Records shown:
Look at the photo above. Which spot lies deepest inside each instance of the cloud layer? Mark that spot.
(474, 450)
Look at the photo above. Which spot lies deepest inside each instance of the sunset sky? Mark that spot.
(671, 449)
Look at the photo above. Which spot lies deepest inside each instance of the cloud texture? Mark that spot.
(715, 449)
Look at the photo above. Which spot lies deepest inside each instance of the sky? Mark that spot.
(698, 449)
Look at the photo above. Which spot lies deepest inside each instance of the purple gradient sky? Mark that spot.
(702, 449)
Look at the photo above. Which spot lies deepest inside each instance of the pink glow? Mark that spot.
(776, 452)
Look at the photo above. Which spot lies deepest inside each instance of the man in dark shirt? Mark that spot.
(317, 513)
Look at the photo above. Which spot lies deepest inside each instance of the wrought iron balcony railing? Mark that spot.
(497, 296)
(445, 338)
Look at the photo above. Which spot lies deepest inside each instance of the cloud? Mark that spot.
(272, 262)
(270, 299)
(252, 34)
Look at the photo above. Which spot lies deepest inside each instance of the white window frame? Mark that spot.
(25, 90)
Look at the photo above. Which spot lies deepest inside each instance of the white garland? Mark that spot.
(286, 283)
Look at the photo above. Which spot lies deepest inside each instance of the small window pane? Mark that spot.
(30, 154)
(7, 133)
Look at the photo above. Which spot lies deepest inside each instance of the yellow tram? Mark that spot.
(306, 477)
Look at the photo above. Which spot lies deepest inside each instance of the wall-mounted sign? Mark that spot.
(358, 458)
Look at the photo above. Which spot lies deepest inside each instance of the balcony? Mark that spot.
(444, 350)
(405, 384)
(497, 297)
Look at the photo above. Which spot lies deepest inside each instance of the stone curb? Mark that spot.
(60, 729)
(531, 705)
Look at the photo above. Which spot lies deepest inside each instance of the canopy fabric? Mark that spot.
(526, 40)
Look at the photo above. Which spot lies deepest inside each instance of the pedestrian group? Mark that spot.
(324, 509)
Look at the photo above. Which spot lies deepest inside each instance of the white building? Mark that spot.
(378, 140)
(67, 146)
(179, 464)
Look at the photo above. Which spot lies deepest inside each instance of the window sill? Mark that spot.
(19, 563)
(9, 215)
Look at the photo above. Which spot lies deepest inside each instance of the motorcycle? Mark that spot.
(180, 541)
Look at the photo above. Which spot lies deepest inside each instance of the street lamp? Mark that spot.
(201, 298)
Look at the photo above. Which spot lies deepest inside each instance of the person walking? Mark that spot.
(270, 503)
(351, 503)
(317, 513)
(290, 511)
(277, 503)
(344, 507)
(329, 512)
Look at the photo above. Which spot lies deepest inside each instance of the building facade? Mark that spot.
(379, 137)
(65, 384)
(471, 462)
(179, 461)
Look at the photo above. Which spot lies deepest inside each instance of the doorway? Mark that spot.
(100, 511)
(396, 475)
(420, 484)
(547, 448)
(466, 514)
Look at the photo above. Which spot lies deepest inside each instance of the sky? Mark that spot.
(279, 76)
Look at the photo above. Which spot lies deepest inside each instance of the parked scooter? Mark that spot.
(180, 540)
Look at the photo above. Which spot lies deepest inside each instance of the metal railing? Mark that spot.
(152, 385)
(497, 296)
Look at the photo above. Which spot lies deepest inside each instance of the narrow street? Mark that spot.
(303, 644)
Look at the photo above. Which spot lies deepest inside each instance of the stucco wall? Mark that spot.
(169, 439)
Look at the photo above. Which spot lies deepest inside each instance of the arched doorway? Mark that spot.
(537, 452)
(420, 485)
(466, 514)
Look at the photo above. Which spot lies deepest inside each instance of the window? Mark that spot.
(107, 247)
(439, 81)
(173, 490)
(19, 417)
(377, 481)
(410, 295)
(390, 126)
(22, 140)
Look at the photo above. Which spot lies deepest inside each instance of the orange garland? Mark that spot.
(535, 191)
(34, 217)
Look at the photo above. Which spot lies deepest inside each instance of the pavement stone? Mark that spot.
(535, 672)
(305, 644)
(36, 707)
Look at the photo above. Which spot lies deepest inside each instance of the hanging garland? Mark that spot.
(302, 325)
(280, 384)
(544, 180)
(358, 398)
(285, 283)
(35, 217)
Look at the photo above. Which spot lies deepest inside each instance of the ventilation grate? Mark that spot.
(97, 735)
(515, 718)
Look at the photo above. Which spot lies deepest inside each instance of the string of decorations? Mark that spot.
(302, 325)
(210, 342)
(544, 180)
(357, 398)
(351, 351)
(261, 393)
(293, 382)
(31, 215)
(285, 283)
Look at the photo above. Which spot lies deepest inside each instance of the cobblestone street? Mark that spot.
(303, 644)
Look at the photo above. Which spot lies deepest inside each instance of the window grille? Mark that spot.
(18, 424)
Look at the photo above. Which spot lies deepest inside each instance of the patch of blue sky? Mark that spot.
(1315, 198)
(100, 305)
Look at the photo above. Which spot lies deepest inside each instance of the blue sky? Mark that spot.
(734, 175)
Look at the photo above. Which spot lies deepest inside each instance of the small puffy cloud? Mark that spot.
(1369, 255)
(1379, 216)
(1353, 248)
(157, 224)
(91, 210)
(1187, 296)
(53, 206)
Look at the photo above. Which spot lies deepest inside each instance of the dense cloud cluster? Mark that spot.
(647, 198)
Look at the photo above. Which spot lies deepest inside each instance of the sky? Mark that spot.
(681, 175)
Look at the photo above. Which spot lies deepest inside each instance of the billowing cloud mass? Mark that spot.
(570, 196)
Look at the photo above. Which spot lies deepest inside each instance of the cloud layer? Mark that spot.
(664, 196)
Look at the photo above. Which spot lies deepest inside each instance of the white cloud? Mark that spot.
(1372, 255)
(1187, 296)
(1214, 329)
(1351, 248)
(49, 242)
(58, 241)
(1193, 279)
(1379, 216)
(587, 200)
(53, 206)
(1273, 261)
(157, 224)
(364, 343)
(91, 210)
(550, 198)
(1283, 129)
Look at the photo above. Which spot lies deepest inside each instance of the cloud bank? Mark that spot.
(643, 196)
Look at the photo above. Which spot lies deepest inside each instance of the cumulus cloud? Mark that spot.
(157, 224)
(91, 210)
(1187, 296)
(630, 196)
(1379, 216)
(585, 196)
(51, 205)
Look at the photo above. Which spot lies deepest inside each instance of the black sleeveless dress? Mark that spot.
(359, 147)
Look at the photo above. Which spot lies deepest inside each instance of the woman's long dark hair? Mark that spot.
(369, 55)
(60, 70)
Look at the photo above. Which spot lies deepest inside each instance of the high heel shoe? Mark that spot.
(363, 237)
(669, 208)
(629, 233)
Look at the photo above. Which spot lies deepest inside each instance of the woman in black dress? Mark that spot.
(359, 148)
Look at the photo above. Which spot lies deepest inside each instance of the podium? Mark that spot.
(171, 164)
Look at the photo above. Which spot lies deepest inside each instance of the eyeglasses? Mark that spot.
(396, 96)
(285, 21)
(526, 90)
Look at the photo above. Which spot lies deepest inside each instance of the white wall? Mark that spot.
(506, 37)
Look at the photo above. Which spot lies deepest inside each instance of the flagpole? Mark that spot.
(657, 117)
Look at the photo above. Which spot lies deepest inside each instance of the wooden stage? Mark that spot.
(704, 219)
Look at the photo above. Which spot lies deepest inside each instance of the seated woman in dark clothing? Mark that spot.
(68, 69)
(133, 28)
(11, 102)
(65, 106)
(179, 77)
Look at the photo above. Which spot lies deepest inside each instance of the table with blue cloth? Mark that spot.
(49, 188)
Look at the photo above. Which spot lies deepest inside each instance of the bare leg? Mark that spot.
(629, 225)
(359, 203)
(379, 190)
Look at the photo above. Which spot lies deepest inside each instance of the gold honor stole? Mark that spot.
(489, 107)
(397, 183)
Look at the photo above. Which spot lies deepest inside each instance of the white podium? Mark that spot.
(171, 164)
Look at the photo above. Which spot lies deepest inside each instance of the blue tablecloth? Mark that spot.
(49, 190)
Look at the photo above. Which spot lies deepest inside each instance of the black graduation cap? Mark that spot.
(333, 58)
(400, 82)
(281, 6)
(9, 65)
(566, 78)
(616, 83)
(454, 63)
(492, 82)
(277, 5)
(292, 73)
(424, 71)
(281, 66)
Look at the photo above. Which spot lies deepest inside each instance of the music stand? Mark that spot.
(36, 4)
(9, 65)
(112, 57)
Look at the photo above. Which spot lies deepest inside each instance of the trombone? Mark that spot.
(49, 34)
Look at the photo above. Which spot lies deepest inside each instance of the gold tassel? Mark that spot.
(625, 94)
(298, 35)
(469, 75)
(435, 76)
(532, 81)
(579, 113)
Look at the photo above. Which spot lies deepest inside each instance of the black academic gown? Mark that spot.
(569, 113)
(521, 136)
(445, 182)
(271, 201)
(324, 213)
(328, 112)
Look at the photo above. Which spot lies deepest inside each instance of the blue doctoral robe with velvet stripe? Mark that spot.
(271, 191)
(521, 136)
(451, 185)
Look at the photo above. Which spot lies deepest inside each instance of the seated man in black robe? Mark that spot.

Written task: Write out, word for word, every line from the one containing "blue cloth? Mark that spot." through the last line of the records above.

Result of this task:
Look at the photo above. Which spot lies deepest inside each instance of the table with blue cloth? Mark that spot.
(49, 188)
Look at the photo above. Which spot lies deepest inside each instance of the bare leg? Mark that spot.
(629, 225)
(359, 203)
(379, 190)
Look at the photo above. Which spot lies deepest inside each instance of the gold honor stole? Mark that spot.
(489, 107)
(397, 183)
Look at the photo above. Which spot lies deepest inside each instance of the white podium? Mark that spot.
(171, 164)
Look at the photo above. Which spot lies deepest inside each instance of the blue tablecloth? Mark that spot.
(49, 190)
Look at the photo above. Which spot lies deepest inside each instance of the black graduation cap? Mark that spot.
(333, 58)
(400, 82)
(281, 6)
(9, 65)
(566, 78)
(616, 83)
(454, 63)
(492, 82)
(277, 5)
(292, 73)
(424, 71)
(281, 66)
Look at the photo above. Which spot lies deepest inside each instance of the music stand? Mark that spot.
(36, 4)
(9, 65)
(112, 57)
Look at the photo above. Which spot lies deepest inside each instance of the trombone? Mark that spot.
(49, 34)
Look at the photo above. Which spot lies deepest inside each instance of the gold tassel? Mark that spot.
(625, 94)
(298, 35)
(469, 75)
(435, 76)
(532, 81)
(579, 113)
Look at the photo above. Which spot lies deepest inside each instance of the black academic gown? Mark that spot.
(569, 113)
(521, 136)
(445, 182)
(271, 201)
(324, 213)
(328, 112)
Look at the photo above. Which spot lies deepest inside each instance of the blue doctoral robe with velvet stripe? Mark that spot.
(271, 191)
(521, 136)
(451, 185)
Look at the photo above. Which spot lies deepest inside each instance of the seated man in black robe? Mark that spot.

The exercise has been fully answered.